■ **STATED EXERCISE**: Reproduce the part of the items below that opens with the line containing "In this exercise you will point out the blue" and closes with the line containing "[(885, 240), (997, 242)]", keeping every line, and raise each coordinate in the answers by 99.

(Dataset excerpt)
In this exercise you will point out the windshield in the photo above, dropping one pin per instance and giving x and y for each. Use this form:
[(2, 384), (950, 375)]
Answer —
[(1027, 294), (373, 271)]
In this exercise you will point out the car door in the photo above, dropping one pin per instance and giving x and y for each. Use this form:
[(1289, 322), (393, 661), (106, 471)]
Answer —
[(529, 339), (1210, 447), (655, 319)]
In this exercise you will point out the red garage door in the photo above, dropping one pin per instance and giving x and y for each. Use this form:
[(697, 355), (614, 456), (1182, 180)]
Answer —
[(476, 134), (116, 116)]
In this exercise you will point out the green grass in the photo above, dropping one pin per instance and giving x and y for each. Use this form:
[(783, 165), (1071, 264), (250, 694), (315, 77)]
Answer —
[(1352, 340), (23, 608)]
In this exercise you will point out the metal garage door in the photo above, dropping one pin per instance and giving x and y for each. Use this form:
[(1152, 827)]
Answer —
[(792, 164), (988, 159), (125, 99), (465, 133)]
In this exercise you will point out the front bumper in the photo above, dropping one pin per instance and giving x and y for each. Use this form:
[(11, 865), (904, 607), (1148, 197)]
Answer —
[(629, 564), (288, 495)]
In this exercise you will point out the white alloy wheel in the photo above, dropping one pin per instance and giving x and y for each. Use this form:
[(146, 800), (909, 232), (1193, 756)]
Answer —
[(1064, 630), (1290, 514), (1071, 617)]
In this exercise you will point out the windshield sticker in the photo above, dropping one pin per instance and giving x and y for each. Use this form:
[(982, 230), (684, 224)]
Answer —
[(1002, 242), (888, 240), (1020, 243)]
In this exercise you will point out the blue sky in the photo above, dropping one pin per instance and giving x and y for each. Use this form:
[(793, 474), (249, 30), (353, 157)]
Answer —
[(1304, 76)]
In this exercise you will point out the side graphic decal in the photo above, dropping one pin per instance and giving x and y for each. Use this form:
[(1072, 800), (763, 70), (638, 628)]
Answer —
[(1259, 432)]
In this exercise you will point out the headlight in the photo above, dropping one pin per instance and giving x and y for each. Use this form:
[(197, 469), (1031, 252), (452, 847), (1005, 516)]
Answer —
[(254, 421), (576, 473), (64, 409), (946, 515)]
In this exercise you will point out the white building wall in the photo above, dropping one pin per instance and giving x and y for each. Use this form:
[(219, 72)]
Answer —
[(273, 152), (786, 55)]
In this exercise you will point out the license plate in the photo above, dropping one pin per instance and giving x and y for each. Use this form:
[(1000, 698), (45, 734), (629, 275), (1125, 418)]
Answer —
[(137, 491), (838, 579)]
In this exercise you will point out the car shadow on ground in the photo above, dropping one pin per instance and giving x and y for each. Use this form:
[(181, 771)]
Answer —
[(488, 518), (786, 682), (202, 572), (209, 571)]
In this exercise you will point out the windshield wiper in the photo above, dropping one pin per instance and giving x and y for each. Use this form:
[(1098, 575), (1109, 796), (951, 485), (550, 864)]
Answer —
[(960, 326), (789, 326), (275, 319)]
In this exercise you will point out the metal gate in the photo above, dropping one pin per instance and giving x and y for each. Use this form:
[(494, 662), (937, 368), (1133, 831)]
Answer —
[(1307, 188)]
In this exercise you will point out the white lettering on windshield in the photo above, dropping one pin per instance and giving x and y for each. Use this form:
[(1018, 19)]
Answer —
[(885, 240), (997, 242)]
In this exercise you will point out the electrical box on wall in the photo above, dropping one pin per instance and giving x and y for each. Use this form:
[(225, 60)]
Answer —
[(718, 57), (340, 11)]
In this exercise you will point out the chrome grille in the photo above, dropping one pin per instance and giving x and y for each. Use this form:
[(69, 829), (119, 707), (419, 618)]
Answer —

■ **EXERCISE RESPONSE**:
In this exercise you will point out the blue sky in the photo above, dropping one pin per instance and giving x and y for each. Use this form:
[(793, 474), (249, 30), (353, 157)]
Answer —
[(1403, 175)]
In this exercise you will point out the side graphic decal in the photo above, dropping one pin per instance and giving x and y for each. Use this form:
[(1072, 800), (763, 70), (638, 628)]
Answer —
[(1358, 531)]
In this exercise you will point out the headlight in the photo above, dropping one pin per instance and giving x and y for each. Use this form:
[(197, 469), (1031, 252), (452, 847), (1005, 516)]
Answer —
[(353, 520), (675, 572), (163, 508), (1045, 614)]
In this exercise you will point out the white building wall in the photo above, dropping one pin per instance and giving x and y for each. Use this form:
[(219, 72)]
Answer —
[(372, 251), (885, 154)]
In this exercise you will point out the license plate in the photo above, dropping one pin per instance and giving x and y for each. Use this form:
[(1000, 698), (45, 734), (629, 275), (1125, 418)]
Answer —
[(236, 590), (937, 678)]
In this exercise you will point out the car shadow on ground in the photo above, dropping one pin per instance and giving x and y for each. Use this form:
[(181, 771)]
Answer —
[(587, 617), (885, 781), (301, 671), (308, 670)]
In this exercise you will point out the windshield wiper in the photo above, dropping one pin per instance and giving x and y for each. Use this form:
[(1098, 575), (1109, 796), (951, 485), (550, 864)]
Answer —
[(1059, 425), (888, 425), (374, 418)]
In this exercise you will point out the metal gate in the photo above, dropping one pin per instance and giving x and y for each. Use this form:
[(494, 662), (937, 368), (1133, 831)]
Answer —
[(1406, 287)]
In this exercise you will point out the white lettering on windshield in the photo above, dropping one pin per instance and giving x and y for each. Use this form:
[(1018, 19)]
Answer —
[(984, 339), (1096, 341)]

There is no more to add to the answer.